- **Job**
Rewrite the data below, substituting "image" for every occurrence of "photograph" and leaving everything else unchanged. Leave the pictures out of your answer.

- **Extracted information**
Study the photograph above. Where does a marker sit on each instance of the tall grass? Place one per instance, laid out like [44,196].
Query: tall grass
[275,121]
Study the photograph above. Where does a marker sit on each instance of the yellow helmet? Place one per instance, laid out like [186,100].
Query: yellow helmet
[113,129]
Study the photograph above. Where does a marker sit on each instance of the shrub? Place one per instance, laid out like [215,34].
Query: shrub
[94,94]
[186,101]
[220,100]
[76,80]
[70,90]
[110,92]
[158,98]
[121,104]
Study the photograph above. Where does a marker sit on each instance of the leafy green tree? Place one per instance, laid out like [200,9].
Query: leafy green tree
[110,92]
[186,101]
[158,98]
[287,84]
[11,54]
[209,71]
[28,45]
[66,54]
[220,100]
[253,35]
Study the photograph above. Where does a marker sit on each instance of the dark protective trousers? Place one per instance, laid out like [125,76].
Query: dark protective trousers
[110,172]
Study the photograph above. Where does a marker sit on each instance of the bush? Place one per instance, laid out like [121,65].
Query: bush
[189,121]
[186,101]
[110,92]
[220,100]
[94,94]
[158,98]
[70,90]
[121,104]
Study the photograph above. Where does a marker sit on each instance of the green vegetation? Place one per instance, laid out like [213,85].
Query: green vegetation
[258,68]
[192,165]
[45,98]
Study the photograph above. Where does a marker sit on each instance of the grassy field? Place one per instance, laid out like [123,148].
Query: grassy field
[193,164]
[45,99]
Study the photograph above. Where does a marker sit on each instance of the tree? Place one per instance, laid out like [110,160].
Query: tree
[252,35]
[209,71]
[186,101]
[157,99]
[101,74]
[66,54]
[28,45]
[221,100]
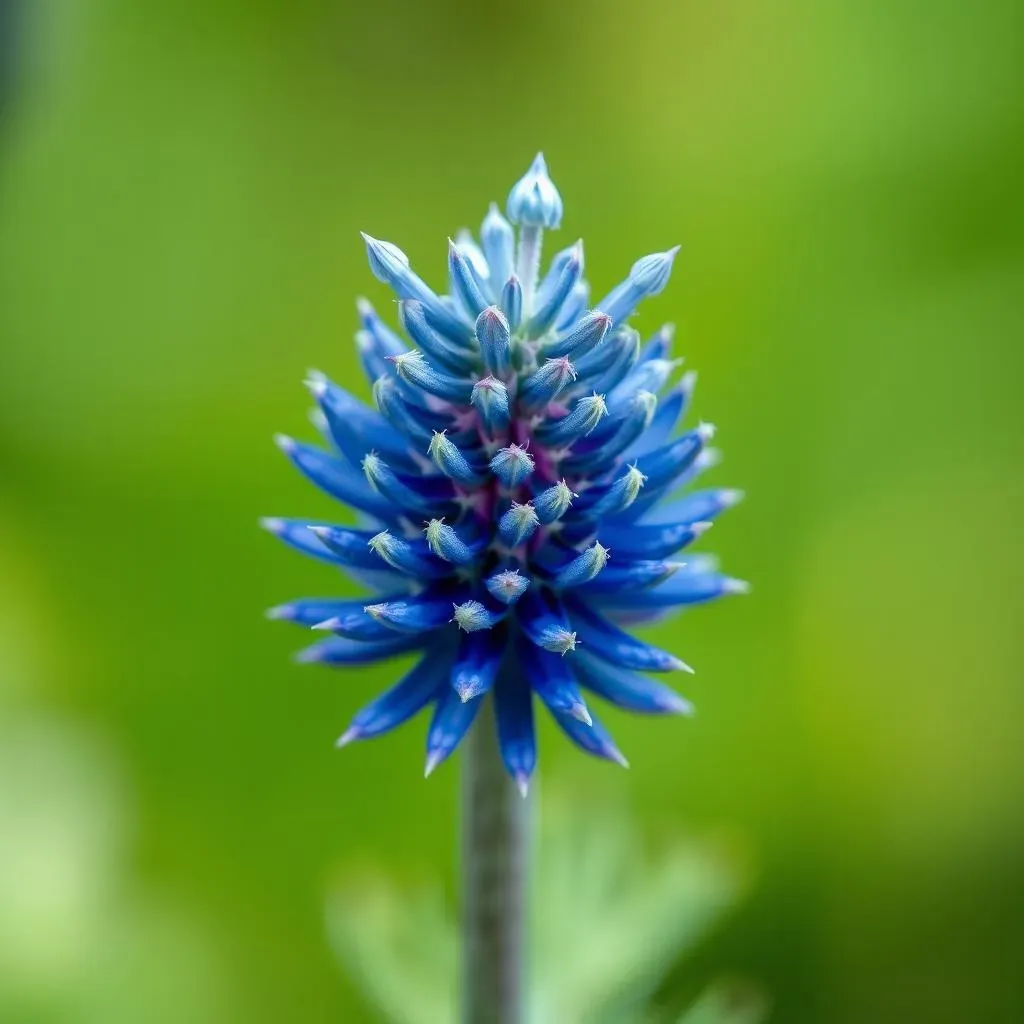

- **Solved exercise**
Study the image above. Where does a marker sit on each instance of the tall grass? Place one per instance, laid out like [44,196].
Query: tall grass
[275,121]
Study the image above. Where does a marker sit on each instance of the yellow helmet? Place one per instance, laid out like [186,100].
Query: yellow helmet
[113,129]
Study the image above. Where does a marker sit on each instance of the shrub? Place one per instance, laid out like [215,34].
Query: shrub
[94,94]
[186,101]
[220,100]
[76,80]
[70,90]
[110,92]
[158,98]
[121,104]
Study the image above. Where does a marker sit on each instance of the leafy green tree? Place one per instance, laid out like [200,9].
Query: leafy green tree
[110,92]
[186,101]
[158,98]
[287,84]
[11,54]
[209,71]
[28,45]
[66,54]
[220,100]
[253,35]
Study the image above. Where does a marker sit on each instance of the dark protective trousers? Place one per instance, laid out like [125,76].
Query: dark protective trousers
[110,172]
Study the image above. Where does a marker sit on each instance of the bush? Place one per instance, laid out like [121,65].
Query: bush
[189,121]
[186,101]
[110,92]
[220,100]
[94,94]
[158,98]
[70,90]
[121,104]
Study the image above. Where does a marker sit on each instance of the green vegetation? Place one per instance, laid out like [213,85].
Query: green vegetation
[258,68]
[192,165]
[45,98]
Study the image above. Where does a marker sit on each instance of the grassy field? Place one per instance, laid out like [123,148].
Query: grassy field
[193,164]
[45,99]
Study the image above. Where does a marker sit on each instance of the tree? Place one per instance, laid out like [110,160].
Query: tree
[252,35]
[209,71]
[186,101]
[157,99]
[101,74]
[66,54]
[28,45]
[221,100]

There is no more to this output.